### [What is needed]
Extract every line of the items below that contains the word "water", and copy each of those lines in full. Match case exactly.

### [Data]
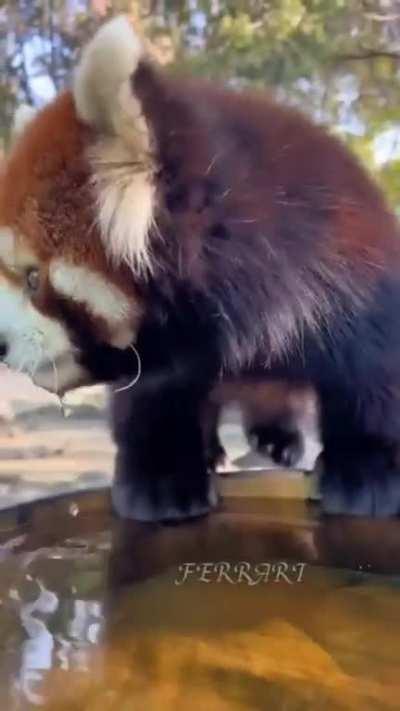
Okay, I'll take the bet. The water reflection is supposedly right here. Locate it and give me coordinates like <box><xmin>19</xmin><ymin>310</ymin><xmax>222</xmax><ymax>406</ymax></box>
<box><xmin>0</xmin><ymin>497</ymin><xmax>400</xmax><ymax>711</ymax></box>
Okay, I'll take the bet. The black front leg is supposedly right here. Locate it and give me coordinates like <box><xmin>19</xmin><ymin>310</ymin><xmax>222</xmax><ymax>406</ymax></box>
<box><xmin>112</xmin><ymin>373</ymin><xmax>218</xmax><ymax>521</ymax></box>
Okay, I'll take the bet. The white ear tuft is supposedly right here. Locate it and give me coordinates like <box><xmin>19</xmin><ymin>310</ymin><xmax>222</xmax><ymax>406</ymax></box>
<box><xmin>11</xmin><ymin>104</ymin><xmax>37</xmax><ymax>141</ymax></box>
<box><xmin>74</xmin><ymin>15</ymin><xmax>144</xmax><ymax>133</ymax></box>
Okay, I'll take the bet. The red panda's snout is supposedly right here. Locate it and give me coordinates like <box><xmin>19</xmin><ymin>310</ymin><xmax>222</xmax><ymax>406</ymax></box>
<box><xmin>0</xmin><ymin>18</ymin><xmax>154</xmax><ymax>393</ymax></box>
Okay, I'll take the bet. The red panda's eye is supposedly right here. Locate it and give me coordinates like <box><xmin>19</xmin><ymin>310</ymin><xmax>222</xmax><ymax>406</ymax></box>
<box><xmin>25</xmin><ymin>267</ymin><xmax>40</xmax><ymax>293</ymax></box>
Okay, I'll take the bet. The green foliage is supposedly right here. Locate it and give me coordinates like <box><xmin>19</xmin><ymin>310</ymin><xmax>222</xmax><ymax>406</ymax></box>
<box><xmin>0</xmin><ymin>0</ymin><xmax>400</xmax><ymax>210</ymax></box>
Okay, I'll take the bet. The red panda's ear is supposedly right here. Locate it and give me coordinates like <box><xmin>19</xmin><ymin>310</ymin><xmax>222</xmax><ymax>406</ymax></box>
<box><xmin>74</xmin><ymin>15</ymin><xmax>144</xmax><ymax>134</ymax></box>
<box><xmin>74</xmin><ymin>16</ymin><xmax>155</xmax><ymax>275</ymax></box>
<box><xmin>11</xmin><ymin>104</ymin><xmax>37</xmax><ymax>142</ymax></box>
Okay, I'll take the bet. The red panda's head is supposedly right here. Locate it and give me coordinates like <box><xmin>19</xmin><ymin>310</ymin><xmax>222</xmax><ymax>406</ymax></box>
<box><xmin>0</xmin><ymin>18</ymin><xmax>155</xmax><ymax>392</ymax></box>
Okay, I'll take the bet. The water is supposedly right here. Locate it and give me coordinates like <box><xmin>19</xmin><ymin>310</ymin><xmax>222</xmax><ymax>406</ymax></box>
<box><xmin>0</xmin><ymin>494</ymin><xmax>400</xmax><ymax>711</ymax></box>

### [Exercise result]
Okay, I'll take the bet. The water reflection is supposedly right here. Locate it and give me coordinates like <box><xmin>19</xmin><ymin>310</ymin><xmax>222</xmax><ymax>406</ymax></box>
Okay, I'll take the bet. The water is supposedly right here. Locate it and give me coordinates like <box><xmin>19</xmin><ymin>310</ymin><xmax>222</xmax><ymax>406</ymax></box>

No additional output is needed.